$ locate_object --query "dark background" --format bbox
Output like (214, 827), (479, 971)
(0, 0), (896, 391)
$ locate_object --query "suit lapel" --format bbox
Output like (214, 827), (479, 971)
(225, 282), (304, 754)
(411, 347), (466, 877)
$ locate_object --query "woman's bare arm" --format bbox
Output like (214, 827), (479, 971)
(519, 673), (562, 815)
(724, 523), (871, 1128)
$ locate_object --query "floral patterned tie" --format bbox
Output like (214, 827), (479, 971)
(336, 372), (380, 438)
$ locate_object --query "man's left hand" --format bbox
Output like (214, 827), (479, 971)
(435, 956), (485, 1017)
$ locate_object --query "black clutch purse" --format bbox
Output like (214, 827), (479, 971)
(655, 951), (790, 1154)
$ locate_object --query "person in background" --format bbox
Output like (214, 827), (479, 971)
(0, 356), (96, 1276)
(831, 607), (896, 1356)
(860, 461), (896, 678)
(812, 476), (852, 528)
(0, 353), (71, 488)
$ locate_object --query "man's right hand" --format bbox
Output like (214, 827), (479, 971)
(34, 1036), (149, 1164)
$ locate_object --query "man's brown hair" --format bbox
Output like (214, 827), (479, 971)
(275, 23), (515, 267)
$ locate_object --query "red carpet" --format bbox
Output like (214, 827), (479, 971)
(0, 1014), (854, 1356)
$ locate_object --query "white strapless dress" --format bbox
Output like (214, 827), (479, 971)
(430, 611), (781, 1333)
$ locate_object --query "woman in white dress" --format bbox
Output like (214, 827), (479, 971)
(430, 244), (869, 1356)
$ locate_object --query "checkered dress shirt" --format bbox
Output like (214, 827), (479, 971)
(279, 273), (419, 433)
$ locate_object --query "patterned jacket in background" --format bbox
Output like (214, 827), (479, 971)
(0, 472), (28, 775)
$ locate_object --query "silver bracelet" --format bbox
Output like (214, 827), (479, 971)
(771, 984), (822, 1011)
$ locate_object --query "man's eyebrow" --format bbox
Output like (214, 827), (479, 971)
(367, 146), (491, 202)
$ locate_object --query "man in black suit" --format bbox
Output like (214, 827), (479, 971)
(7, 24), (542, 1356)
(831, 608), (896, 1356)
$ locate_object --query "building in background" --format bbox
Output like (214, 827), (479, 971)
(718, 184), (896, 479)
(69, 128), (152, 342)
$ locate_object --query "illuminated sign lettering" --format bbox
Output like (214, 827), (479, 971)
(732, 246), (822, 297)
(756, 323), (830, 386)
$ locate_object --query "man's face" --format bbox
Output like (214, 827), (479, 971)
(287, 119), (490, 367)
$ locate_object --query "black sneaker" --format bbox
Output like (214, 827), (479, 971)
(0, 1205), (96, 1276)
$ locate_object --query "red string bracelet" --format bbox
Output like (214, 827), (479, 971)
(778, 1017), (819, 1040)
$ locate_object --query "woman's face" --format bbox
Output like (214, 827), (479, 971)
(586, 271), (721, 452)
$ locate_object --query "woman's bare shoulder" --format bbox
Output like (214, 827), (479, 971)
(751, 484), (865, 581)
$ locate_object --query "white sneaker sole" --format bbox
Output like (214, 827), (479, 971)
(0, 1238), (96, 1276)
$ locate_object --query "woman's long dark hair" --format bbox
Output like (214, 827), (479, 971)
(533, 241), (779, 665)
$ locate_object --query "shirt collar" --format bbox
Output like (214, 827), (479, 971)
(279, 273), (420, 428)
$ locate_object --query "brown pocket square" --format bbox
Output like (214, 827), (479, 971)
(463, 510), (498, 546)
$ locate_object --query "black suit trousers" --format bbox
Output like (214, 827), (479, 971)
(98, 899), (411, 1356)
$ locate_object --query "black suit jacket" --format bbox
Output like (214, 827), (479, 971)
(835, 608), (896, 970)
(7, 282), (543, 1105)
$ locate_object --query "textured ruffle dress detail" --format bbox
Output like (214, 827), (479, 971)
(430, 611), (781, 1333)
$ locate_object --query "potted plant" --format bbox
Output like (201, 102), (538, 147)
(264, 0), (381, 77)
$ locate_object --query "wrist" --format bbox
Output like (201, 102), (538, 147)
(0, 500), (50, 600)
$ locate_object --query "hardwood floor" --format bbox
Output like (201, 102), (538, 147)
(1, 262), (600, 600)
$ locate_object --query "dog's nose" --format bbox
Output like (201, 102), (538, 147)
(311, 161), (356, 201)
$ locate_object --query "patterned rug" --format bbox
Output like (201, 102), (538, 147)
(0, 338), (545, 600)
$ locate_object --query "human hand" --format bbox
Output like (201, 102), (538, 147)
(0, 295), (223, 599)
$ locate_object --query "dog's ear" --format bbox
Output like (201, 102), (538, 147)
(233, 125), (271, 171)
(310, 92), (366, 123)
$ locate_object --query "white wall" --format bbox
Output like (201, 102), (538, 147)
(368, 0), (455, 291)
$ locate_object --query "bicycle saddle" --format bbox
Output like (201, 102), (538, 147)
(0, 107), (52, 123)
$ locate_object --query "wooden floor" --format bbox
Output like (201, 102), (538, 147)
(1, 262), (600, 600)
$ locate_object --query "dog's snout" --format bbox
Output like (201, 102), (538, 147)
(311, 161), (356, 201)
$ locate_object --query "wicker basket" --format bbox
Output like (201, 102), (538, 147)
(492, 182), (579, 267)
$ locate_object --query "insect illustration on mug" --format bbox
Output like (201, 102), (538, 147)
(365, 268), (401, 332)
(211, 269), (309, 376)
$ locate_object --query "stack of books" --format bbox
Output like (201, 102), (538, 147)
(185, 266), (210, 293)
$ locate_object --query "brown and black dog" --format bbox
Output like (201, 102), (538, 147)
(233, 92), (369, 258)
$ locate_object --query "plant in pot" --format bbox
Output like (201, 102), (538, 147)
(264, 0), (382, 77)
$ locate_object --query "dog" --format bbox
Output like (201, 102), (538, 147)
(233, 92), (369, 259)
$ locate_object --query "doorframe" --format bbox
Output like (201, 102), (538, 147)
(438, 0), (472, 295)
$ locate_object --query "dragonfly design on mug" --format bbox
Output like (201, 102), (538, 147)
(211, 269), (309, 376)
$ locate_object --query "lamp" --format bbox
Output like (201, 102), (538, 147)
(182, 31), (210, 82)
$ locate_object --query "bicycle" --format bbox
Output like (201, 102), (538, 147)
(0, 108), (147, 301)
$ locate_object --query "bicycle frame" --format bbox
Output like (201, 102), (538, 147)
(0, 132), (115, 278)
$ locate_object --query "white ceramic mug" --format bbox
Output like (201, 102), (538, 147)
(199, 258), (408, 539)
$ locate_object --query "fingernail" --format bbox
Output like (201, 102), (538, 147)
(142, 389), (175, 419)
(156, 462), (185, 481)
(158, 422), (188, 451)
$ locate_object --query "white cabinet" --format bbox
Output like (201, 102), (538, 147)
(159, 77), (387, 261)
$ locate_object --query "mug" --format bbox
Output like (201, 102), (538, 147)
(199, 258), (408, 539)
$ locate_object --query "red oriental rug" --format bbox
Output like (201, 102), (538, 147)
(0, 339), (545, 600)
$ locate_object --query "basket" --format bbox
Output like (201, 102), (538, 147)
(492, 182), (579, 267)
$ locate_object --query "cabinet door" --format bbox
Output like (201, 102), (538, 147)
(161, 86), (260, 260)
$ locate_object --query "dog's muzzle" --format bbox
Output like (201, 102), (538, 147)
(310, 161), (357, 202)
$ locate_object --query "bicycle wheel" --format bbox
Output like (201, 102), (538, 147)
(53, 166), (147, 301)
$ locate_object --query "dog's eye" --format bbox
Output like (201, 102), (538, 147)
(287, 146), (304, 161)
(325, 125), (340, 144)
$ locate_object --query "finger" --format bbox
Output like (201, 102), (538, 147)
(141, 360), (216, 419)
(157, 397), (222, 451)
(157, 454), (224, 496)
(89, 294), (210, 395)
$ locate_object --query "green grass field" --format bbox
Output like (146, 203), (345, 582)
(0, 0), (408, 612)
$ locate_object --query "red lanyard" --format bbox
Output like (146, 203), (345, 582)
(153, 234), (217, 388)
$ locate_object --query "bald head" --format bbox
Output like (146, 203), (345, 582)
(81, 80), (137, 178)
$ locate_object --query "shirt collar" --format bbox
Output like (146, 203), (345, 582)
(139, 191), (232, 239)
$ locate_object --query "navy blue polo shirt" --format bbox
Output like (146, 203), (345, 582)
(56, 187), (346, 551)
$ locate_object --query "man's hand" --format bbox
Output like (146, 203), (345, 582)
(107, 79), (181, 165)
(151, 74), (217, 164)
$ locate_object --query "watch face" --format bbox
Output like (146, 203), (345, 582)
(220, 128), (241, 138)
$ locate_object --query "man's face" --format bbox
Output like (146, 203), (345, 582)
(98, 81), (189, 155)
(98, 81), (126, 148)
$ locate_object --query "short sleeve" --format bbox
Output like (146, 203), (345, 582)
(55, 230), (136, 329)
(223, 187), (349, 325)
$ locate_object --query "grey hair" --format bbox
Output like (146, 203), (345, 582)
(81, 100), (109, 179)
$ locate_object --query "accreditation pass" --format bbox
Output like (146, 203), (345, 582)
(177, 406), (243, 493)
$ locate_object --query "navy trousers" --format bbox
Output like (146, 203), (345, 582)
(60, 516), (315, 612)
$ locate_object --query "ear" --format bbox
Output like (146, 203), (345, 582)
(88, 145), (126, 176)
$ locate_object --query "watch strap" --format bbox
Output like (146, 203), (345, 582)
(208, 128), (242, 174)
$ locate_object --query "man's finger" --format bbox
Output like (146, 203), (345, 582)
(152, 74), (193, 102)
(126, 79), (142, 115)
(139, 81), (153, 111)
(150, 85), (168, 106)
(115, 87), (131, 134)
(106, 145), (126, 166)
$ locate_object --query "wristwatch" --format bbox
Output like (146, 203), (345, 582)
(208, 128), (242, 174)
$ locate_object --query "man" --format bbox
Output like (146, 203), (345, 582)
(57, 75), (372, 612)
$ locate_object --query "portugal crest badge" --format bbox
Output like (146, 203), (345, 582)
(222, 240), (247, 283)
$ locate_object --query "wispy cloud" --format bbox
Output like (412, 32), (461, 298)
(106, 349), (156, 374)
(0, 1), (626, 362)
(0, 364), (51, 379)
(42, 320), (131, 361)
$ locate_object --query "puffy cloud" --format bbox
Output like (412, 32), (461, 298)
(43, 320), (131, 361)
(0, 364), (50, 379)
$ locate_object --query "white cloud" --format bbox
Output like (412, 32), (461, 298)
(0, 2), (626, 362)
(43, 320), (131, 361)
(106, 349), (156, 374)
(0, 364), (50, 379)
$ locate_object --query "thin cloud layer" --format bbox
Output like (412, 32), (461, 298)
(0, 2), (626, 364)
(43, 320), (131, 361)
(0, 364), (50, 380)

________

OBJECTIVE:
Change every "bbox" to "rect" in the data from its first line through the line containing "(655, 951), (790, 1154)". Give back only those lines, with nothing else altered.

SOLUTION:
$ locate_object --query "dark background" --format rect
Output like (214, 827), (479, 971)
(0, 0), (896, 391)
$ locate_object --query "suit lapel" --format rect
Output like (214, 827), (479, 971)
(225, 282), (304, 754)
(411, 347), (466, 877)
$ locate_object --query "woman's bare arm" --format rect
Output like (214, 827), (479, 971)
(519, 673), (562, 815)
(724, 523), (871, 1128)
$ locate_object --query "floral patterned tie" --format rect
Output like (214, 827), (479, 971)
(336, 372), (380, 438)
$ locate_object --query "man's left hand" --format rect
Output like (214, 827), (479, 971)
(435, 956), (485, 1017)
$ locate_object --query "black clutch purse" --format rect
Output like (214, 827), (479, 971)
(655, 951), (790, 1154)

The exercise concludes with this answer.